### [Data for review]
.....

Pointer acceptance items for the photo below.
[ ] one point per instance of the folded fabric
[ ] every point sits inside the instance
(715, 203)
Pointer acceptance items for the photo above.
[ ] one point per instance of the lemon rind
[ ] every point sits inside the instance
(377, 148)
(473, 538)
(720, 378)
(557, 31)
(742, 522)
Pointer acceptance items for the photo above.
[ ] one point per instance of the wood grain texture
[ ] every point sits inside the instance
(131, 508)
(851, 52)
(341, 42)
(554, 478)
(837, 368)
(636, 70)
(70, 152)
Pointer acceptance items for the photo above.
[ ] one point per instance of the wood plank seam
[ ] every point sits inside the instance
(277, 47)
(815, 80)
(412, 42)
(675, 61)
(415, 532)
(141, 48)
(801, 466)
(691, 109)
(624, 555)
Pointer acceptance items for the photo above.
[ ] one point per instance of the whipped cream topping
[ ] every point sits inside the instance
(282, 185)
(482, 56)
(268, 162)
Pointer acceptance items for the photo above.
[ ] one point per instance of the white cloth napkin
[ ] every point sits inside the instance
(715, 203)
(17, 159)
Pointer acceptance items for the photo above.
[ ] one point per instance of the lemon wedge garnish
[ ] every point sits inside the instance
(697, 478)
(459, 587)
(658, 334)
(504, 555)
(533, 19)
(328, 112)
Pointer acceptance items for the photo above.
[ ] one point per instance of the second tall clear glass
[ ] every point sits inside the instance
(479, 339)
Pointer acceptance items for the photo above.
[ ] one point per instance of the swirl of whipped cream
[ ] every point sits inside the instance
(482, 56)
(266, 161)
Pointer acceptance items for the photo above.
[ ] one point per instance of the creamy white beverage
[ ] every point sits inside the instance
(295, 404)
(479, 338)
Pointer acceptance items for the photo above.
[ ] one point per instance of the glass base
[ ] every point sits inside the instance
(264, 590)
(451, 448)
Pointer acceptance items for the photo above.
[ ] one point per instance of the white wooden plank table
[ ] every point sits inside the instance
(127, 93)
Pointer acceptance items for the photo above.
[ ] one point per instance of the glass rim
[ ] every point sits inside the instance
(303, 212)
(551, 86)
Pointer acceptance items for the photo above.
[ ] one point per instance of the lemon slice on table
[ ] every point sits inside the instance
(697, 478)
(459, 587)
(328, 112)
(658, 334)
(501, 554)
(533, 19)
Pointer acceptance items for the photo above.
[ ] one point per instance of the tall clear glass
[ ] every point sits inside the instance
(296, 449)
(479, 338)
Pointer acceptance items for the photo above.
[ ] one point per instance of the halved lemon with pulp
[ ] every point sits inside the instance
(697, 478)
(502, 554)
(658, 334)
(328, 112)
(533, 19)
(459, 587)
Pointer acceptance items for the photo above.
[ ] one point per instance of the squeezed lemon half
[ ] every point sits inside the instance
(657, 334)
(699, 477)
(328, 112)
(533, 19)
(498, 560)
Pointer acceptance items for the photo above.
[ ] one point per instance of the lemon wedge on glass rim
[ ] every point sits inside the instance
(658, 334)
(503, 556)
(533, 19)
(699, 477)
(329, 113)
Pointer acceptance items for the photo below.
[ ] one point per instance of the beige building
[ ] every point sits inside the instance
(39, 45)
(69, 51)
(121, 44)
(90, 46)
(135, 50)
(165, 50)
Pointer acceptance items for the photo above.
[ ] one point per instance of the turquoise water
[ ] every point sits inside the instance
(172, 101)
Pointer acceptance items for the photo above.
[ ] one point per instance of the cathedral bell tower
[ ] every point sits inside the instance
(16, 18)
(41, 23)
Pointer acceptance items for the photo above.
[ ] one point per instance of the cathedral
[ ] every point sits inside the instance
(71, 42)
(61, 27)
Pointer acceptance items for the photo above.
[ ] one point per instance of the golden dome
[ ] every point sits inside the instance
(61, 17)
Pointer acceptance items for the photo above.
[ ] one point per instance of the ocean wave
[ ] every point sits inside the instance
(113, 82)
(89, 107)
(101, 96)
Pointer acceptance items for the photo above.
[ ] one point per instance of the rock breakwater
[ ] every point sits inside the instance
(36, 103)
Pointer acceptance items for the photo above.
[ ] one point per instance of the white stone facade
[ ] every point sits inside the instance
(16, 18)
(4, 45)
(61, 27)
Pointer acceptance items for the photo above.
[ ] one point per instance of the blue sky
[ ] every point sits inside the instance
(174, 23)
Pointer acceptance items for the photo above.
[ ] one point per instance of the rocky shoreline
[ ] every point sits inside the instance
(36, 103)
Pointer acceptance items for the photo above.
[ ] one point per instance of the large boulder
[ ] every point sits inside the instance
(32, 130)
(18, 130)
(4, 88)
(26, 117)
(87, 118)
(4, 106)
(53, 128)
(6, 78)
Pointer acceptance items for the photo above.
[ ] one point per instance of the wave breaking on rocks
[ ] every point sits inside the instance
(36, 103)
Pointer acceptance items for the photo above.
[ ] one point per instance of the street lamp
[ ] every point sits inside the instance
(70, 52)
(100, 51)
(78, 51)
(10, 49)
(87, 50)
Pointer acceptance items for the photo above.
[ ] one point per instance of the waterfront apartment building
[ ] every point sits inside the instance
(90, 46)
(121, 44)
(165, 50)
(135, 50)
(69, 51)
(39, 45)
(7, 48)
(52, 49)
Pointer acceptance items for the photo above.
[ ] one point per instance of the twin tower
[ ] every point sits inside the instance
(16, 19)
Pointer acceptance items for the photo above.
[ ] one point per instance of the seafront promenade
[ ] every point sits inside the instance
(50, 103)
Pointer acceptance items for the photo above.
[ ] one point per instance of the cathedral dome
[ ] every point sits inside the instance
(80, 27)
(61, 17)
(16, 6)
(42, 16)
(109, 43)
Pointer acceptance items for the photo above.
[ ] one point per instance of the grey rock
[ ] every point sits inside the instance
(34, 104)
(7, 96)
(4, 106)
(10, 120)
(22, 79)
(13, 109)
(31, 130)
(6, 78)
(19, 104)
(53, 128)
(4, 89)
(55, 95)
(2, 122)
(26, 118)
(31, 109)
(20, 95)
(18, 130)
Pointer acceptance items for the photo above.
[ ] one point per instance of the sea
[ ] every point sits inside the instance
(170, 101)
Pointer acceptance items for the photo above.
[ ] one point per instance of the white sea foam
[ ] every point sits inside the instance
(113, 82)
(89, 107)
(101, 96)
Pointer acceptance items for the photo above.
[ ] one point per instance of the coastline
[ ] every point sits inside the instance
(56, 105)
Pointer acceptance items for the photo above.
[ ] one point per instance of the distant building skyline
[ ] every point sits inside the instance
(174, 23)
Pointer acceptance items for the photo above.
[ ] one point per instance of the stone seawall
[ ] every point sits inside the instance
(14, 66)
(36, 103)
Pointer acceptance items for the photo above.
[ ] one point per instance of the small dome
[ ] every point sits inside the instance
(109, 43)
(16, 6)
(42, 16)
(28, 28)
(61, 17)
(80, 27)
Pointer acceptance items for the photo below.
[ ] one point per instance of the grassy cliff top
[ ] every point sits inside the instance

.....

### [What you need to do]
Reproduce, word for word and in full, only the lines above that start at the line with "[ ] one point per instance of the rocky" and run through the line with "[ ] one point per instance of the waterfront", both ends included.

### [Solved problem]
[ ] one point per instance of the rocky shoreline
[ ] every point sits inside the instance
(36, 103)
Pointer acceptance items for the photo above.
[ ] one point per instance of the large boulder
[ ] every point sits inside the instance
(32, 130)
(18, 130)
(4, 88)
(26, 117)
(87, 118)
(4, 106)
(53, 128)
(6, 78)
Pointer acceptance items for the photo above.
[ ] one point per instance of the wave breaking on rocks
[ ] every point sits inside the instance
(36, 103)
Pointer acceptance items for the photo above.
[ ] one point per instance of the street lamp
[ ] every point sits inside the instance
(70, 52)
(100, 51)
(78, 51)
(10, 49)
(87, 50)
Pointer acceptance items for the photo above.
[ ] one point per instance of the waterfront apartment building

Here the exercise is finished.